ТЕКСТ УПРАЖНЕНИЯ:
Нельзя не провести параллелей между Мао и Сталиным. Оба происходили из непривилегированных слоев общества, оба почти или вовсе не жили на Западе и должны были утвердить свой авторитет среди более космополитичных и образованных коммунистов. Оба с подозрением относились к образованной интеллигенции (хотя враждебность Мао была сильнее), оба провели юные годы на периферии некогда великих, но сейчас угасающих империй, в атмосфере агрессивного национализма, а затем прошли каждый по своему тернистому пути к центру империи. Оба с юных лет интересовались венными вопросами и сформировали лидерские качества в ходе гражданских войн; оба придерживались беспощадного политического макиавеллизма; оба были умны, но образование получили на относительно низком уровне, в традиционной системе, подчеркивающей важность морали и идеологии, соответственно конфуцианской и православной. И наконец, оба они верили в силу радикальных политических идей и первоначально выступали с позиций радикального марксизма.

ЗАДАНИЕ 1:
Поменяйте «<instance>» на «<item>» в строках списка от строки с «For each <instance>» до строки с «box: [170, 0, 246, 180]» включительно и приведите эти строки, больше ничего в них не трогая.
Текст и список никак не зависят друг от друга.

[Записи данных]
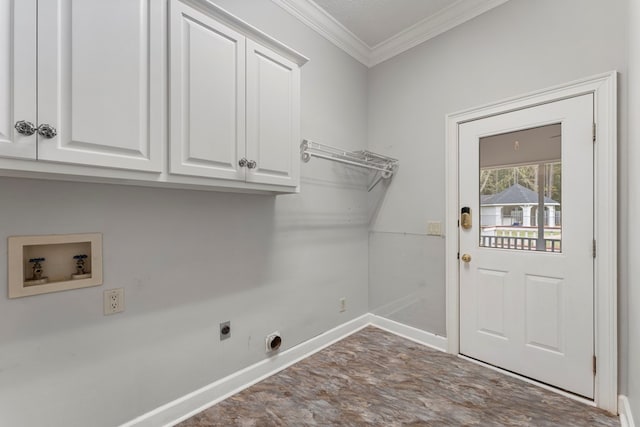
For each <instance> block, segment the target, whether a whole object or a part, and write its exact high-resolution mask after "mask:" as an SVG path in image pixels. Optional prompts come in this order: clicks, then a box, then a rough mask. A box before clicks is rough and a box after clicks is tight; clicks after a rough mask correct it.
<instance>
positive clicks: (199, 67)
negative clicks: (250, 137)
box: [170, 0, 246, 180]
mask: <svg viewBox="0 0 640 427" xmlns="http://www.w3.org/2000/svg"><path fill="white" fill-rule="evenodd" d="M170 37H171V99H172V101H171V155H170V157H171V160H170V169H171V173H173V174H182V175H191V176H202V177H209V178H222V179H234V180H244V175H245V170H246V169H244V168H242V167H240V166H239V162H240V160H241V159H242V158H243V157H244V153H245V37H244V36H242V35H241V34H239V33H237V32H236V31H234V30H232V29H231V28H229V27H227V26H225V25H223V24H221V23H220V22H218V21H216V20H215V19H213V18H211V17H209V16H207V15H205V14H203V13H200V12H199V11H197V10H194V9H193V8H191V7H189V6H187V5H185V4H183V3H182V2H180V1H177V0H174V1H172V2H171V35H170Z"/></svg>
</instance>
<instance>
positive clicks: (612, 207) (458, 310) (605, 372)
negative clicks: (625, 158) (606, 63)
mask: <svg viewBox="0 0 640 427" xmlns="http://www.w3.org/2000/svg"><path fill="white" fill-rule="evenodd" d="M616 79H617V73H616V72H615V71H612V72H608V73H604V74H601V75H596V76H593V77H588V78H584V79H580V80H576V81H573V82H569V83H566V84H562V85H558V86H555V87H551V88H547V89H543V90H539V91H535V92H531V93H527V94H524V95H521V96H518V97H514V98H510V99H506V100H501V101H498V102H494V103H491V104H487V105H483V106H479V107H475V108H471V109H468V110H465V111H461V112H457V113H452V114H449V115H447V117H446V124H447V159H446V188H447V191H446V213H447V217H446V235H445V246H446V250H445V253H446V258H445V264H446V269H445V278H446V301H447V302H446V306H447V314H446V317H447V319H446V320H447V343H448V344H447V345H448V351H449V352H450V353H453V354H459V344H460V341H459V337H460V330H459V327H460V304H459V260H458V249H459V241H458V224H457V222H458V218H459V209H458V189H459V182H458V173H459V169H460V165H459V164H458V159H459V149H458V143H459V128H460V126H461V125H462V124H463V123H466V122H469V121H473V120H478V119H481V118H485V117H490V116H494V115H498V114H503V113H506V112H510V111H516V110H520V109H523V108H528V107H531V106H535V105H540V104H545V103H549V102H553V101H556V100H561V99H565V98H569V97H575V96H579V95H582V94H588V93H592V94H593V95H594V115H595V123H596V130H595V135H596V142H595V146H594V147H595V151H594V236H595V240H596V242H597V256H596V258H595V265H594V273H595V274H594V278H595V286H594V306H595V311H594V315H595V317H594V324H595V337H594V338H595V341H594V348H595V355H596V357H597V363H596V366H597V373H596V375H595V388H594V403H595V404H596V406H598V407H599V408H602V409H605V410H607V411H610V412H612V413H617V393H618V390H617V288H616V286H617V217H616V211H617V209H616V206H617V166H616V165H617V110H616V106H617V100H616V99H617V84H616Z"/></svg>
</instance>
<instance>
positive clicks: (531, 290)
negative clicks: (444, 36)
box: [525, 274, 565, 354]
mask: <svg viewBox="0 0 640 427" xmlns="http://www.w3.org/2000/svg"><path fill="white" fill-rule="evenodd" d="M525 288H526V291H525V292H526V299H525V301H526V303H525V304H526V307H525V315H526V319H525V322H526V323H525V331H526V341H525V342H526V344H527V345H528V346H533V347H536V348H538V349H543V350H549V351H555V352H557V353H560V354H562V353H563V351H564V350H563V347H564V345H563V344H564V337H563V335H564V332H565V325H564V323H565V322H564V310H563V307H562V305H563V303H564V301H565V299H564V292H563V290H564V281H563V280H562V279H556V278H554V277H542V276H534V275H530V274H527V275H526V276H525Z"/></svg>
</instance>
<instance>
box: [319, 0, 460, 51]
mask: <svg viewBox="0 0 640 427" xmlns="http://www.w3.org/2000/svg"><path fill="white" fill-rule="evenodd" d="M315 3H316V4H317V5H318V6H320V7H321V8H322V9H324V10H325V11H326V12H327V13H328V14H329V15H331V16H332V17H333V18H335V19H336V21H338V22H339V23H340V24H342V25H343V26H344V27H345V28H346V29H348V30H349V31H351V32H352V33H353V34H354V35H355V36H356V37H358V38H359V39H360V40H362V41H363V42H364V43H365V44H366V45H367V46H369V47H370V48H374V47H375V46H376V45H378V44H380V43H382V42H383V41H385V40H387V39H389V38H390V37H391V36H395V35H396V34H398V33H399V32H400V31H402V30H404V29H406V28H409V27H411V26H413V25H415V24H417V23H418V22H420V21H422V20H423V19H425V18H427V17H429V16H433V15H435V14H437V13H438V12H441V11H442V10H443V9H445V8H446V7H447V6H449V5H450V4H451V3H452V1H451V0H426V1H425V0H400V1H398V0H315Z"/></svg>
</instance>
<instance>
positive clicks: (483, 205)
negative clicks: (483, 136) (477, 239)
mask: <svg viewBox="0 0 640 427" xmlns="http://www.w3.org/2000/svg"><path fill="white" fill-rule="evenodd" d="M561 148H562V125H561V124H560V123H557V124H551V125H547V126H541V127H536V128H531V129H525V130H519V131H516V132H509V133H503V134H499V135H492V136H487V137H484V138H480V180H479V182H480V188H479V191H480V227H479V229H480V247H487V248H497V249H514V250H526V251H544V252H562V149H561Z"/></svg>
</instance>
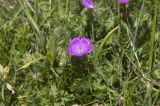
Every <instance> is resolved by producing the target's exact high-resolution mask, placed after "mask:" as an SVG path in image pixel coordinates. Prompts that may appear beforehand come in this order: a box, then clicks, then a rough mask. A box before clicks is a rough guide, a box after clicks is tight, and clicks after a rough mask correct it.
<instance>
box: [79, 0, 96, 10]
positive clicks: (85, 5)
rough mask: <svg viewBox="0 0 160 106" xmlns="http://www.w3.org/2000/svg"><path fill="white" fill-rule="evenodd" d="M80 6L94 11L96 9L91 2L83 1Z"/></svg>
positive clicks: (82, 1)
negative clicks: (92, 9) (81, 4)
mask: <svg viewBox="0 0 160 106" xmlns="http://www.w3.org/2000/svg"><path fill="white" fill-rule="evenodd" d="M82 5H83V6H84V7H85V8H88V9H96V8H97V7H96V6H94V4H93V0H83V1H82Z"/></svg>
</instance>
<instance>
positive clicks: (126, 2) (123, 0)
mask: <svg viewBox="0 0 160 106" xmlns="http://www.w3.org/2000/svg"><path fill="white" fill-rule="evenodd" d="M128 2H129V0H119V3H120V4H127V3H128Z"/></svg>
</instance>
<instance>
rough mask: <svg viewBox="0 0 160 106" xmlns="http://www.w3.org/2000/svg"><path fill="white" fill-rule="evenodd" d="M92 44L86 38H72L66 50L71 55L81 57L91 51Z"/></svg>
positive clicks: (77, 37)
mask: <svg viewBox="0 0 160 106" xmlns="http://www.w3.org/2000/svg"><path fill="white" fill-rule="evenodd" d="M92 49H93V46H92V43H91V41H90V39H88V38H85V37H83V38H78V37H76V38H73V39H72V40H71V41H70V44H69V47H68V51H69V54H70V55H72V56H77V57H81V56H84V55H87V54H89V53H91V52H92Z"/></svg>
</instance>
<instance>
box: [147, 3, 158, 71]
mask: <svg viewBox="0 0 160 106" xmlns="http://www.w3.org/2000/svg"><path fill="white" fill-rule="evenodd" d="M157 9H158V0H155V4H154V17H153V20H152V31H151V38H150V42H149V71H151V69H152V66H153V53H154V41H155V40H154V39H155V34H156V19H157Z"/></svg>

* * *

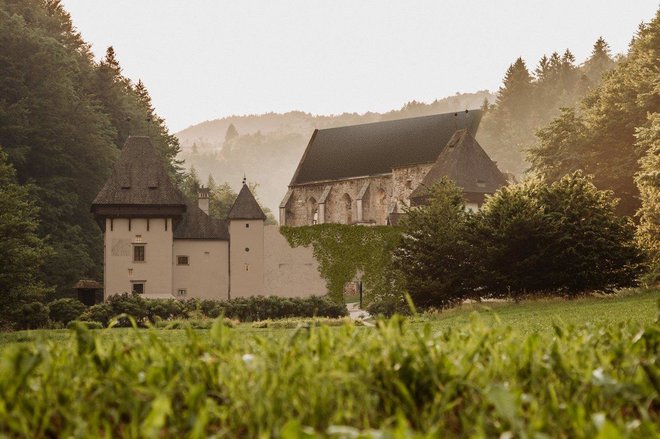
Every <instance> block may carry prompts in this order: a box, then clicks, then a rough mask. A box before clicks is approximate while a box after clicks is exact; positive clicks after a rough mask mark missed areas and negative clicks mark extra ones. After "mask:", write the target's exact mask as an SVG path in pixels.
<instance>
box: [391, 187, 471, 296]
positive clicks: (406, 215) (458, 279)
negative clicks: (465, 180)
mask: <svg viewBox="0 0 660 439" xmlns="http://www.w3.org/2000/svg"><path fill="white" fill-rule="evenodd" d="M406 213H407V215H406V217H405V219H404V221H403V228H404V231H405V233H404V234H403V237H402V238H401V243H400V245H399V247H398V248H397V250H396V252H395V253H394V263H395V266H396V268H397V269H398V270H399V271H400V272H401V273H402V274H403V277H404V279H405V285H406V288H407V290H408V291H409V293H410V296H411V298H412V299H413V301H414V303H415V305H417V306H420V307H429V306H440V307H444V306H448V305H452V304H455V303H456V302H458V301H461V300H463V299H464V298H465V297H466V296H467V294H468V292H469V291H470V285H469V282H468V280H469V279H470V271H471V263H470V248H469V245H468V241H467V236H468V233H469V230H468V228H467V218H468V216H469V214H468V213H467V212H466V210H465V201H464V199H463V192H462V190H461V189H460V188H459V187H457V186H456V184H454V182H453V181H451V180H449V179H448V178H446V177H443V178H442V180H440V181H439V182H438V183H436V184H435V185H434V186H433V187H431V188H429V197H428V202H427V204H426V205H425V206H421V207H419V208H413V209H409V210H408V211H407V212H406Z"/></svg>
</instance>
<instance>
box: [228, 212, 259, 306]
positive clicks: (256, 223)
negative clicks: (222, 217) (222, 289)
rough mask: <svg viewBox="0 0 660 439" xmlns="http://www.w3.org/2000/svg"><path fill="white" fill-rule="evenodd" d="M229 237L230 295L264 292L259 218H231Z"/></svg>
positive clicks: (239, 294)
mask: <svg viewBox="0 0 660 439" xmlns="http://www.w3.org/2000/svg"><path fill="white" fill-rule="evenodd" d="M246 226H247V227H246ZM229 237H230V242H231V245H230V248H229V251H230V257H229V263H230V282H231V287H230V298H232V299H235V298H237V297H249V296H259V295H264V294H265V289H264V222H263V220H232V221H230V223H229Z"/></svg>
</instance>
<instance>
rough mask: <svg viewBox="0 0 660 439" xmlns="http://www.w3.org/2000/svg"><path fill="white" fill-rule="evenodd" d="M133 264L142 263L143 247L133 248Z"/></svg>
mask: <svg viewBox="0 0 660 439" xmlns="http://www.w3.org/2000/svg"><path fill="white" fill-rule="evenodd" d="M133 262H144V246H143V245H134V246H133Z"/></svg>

---

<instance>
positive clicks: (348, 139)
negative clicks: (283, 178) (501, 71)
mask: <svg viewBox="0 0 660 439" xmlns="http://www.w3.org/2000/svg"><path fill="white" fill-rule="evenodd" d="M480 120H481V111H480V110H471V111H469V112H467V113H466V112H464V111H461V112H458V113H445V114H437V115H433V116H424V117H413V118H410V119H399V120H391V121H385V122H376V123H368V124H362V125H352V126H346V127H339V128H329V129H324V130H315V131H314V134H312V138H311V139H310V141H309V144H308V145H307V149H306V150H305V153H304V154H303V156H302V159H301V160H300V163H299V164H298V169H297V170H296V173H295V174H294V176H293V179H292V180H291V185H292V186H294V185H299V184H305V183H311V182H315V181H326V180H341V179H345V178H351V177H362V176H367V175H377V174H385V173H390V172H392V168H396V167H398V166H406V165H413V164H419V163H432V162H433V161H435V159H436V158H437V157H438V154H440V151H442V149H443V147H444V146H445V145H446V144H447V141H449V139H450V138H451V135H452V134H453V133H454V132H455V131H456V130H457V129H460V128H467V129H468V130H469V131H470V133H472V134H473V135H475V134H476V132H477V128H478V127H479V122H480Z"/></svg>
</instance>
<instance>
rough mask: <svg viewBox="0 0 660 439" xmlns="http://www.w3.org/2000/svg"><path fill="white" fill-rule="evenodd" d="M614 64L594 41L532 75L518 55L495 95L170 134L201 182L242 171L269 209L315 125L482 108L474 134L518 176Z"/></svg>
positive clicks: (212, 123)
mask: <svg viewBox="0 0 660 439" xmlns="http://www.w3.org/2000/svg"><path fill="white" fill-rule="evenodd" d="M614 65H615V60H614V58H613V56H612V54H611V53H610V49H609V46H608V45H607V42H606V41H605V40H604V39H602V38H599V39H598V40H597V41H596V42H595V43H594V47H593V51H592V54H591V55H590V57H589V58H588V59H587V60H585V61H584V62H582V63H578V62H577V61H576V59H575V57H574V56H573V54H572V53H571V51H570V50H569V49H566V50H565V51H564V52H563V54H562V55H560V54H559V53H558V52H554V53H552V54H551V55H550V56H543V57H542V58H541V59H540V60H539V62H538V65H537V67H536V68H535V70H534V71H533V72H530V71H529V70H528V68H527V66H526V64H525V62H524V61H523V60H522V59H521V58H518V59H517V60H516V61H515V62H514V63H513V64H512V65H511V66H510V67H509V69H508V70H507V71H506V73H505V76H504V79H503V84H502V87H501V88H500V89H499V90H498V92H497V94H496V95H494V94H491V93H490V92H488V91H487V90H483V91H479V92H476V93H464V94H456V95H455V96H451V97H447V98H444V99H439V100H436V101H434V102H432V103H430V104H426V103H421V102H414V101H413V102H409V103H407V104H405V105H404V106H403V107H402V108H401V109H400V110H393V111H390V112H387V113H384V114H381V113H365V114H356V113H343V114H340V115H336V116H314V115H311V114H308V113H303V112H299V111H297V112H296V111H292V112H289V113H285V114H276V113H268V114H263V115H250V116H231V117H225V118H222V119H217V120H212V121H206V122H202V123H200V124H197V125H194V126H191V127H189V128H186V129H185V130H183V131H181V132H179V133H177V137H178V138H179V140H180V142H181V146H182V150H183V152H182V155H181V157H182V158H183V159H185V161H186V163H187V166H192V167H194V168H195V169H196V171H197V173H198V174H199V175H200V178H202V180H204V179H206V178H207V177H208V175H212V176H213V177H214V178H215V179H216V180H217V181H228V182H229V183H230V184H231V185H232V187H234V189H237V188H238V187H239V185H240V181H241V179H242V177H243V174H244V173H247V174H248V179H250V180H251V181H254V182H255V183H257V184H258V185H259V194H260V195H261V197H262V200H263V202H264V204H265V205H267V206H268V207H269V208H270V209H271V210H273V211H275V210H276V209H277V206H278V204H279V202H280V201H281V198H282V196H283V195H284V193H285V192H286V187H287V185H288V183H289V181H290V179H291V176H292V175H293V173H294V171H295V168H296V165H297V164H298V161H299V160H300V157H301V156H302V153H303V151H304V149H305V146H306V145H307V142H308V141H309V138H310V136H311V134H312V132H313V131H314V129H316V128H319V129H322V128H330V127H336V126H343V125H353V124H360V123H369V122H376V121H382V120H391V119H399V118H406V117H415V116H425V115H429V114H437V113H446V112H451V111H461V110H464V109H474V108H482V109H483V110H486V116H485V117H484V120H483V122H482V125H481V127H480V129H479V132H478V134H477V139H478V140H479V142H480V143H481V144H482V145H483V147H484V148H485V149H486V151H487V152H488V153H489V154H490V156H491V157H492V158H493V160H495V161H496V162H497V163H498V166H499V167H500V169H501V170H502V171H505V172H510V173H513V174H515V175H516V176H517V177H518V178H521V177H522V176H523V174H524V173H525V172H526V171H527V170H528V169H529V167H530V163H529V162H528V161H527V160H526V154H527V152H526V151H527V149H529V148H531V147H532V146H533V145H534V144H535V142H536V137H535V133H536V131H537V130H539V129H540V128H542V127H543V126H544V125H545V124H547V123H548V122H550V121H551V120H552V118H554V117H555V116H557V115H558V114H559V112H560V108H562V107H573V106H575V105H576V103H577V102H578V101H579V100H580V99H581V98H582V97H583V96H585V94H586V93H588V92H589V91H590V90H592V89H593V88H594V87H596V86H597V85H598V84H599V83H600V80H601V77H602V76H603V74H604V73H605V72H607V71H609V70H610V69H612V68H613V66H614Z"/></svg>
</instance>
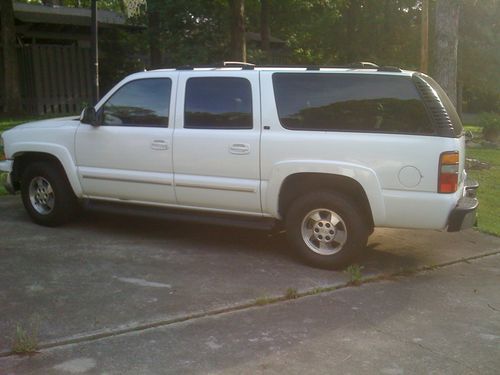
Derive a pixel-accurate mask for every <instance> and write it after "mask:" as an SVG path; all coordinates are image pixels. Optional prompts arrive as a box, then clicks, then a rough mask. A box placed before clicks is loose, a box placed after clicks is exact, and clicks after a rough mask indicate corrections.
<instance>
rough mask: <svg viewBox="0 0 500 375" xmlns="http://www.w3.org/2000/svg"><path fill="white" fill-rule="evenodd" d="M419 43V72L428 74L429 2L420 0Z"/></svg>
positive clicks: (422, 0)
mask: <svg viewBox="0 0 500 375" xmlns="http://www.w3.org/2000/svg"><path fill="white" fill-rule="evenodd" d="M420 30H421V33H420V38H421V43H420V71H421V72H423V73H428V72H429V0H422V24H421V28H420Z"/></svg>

ЗАДАНИЕ 2:
Продолжите текст о сходстве Мао и Сталина, начав сразу после его последнего предложения.

ОТВЕТ 1:
For each <item> block, segment the target, whether a whole object or a part, and write its exact high-resolution mask after "mask:" as an SVG path in image pixels. Optional prompts come in this order: clicks, then a box, then a rough mask. A box before clicks is rough and a box after clicks is tight; clicks after a rough mask correct it.
<item>
positive clicks: (199, 67)
negative clicks: (250, 137)
box: [170, 0, 246, 180]

ОТВЕТ 2:
Кроме того, оба они были упорными бунтарями и испытывали глубокое презрение к своим отцам. Мао считал отца недалеким жадным тираном, эксплуатировавшим бедняков; он отказался жить с женой, которую выбрал для него отец, и позже подчеркивал, что усвоил, насколько важен протест, из отношений со своим отцом. Тяга Мао к бунту особенно ярко подкреплялась его интересом к роману «Речные заводи» (другое название — «Все люди — братья»), классическому китайскому сюжету о 108 «братьях»-разбойниках, которые сражались за права бедных, против несправедливых чиновников, — героический эпос, так похожий на историю Кобы, которой увлекался Сталин. Мао рассказал журналисту Эдгару Сноу, что читал этот роман гораздо охотнее, чем труды Конфуция, в том числе в школе, прикрывая классической книгой, когда учитель проходил мимо. Сам Мао, как и Сталин, скорее всего, сталкивался с крестьянами-разбойниками в родной деревне. Когда империя Цин пала, Хунань, как и Грузия, породила собственные банды — тайные братства, которые боролись с милитаристами.
Однако не следует далеко заходить в проведении параллелей между этими двумя судьбами. Грузия 1870-х и Хунань 1890-х очень отличались друг от друга. Мао, в отличие от Сталина, был активным участником культурной революции, направленной против иерархичного конфуцианства, — движения 4 мая, и его отношение к целому спектру проблем — семье, обществу, культуре — было гораздо более эгалитарным и радикальным, чем у его старшего товарища.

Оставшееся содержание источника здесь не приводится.